Please tally the lines in the rows below that contain the string "Query", matching case exactly, and give only the number.
━━━ Data
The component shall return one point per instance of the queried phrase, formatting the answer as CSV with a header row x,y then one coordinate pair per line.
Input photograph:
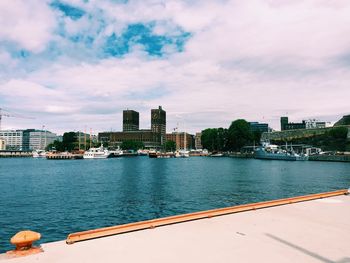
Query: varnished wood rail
x,y
119,229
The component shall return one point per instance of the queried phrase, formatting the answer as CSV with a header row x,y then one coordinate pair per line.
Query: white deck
x,y
313,231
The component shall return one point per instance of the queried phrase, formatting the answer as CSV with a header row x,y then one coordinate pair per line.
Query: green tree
x,y
239,135
170,146
132,145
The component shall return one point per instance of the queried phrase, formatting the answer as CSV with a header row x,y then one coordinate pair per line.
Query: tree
x,y
132,145
239,134
170,146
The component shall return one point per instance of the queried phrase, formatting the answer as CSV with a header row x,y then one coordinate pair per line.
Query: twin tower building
x,y
153,138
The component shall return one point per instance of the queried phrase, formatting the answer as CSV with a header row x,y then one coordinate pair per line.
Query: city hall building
x,y
153,138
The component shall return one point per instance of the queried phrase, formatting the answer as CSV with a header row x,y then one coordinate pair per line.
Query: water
x,y
58,197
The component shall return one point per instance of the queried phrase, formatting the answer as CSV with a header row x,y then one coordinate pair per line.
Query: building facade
x,y
40,139
259,127
13,139
286,126
314,124
131,120
27,140
158,123
183,140
152,139
198,141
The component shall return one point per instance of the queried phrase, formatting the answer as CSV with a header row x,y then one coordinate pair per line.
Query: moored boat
x,y
39,154
97,153
273,152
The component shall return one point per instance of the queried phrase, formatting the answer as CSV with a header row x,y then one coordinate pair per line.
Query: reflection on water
x,y
59,197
━━━━━━
▶ **Written answer**: 10